**TÂCHES À RÉALISER**
• 1. Recopiez, dans l'extrait sur la réponse de la CIASE, tout le passage allant de « La CIASE a répondu » jusqu'à « de cette réponse. ».
• 2. Reprenez l'extrait sur la réponse de la CIASE à l'Académie catholique de France et poursuivez-le à partir de sa dernière phrase.

━━━ EXTRAIT

La CIASE a répondu le 7 février dernier à la note de l’Académie Catholique de France sur son rapport du 5 octobre 2021. Brève analyse de cette réponse.
Pour qui douterait encore de l’existence, au sein de l’Église de France, d’un conflit de haute intensité opposant différentes sensibilités religieuses, il lui suffirait, pour lever ses doutes, de prendre connaissance des toutes dernières répliques provoquées par le tsunami qu’a été la publication, le 5 octobre 2021, du rapport de la CIASE sur les abus sexuels. On sait que, à la suite de cette publication, huit membres de l’Académie catholique de France ont, dans une note diffusée en novembre 2021, critiqué plusieurs aspects de ce rapport, en particulier l’estimation du nombre de victimes par l’IFOP, la question de l’origine des abus ou encore les propositions en matière de réparation. Or, le 7 février 2022, la CIASE vient de répliquer à cette critique de l’Académie et il est peu de dire que la réplique étonne par le caractère inhabituellement violent du ton employé, par l’argument d’autorité fréquemment brandi et par la volonté de déconsidérer les auteurs de la note.
Mais passons sur la forme et venons-en au fond, en particulier à deux questions clés évoquées par la CIASE, la première portant sur l’estimation par l’IFOP du nombre de victimes, la seconde sur le nombre anormalement élevé des abus dans l’Église par rapport aux autres milieux de socialisation.

━━━━━━
━━━ LIGNES DE DONNÉES

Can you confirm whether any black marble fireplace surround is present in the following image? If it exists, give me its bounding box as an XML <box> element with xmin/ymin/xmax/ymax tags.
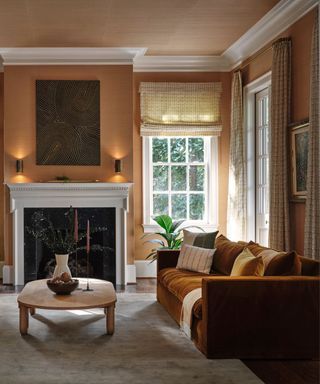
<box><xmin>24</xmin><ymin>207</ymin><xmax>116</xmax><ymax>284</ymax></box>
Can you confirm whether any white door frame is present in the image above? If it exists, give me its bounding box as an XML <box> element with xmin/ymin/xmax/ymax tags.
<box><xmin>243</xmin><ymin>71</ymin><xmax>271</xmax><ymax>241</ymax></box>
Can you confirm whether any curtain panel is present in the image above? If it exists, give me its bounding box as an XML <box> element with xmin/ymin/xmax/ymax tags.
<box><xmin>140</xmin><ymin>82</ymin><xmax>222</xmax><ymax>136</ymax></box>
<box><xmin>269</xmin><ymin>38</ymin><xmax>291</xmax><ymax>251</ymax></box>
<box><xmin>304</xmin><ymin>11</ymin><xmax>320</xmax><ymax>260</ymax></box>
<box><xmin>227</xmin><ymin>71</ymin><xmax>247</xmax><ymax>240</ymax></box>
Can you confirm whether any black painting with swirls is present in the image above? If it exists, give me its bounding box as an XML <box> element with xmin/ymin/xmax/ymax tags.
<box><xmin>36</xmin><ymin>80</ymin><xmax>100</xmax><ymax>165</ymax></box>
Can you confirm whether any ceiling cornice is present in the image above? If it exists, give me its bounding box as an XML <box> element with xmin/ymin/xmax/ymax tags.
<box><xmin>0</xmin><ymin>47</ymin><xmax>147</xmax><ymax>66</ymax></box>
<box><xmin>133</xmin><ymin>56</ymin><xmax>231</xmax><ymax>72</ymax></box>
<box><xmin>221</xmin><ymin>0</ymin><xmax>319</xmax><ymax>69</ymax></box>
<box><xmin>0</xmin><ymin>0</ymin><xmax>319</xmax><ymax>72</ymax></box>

━━━━━━
━━━ LIGNES DE DONNÉES

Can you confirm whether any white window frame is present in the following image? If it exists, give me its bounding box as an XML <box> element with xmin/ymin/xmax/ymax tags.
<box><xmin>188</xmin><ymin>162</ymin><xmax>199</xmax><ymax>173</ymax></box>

━━━━━━

**LES RÉSULTATS**
• 1.
La CIASE a répondu le 7 février dernier à la note de l’Académie Catholique de France sur son rapport du 5 octobre 2021. Brève analyse de cette réponse.

• 2.
S’agissant de l’estimation de l’IFOP (330 000 victimes entre 1950 et 2020, dont 216 000 par des clercs ou religieux), les éléments fournis par la CIASE, qui a fait appel à un professeur au Collège de France (François Héran) et à un collège de cinq experts statisticiens, aident à comprendre comment cet institut de sondage a opéré. C’est à partir d’un panel de 760 000 personnes payées modestement mais régulièrement par des instituts de sondage pour répondre à des enquêtes (l’« access panel ») que 28 000 d’entre elles ont été sélectionnées pour participer à l’enquête sur les abus sexuels dans l’Église et 171 ont déclaré avoir été victimes de ces abus (dont 118 par des clercs ou religieux). L’IFOP a alors extrapolé ces chiffres par une simple règle de trois et en tenant compte de la population française de plus de 18 ans au 1er janvier 2021 (environ 51,4 millions). Certes, le collège des cinq experts a admis qu’il ne disposait d’aucune information sur la manière dont le panel access avait été constitué, de sorte qu’il ne pouvait pas exclure un risque de « biais d’estimation ». Toutefois, il a précisé que les méthodes suivies pour conduire l’enquête, redresser et exploiter les résultats « avaient été globalement conformes aux meilleures normes professionnelles et scientifiques en vigueur ». Quant à François Héran, celui-ci a confirmé que la « CIASE ne pouvait choisir équipe plus expérimentée que celle de l’Inserm-Ifop pour mener au mieux l’enquête générale de victimation ». Ainsi, s’il est exclu de parler de certitude en la matière, il semble en l’état difficile de contester toute plausibilité à l’estimation de l’IFOP.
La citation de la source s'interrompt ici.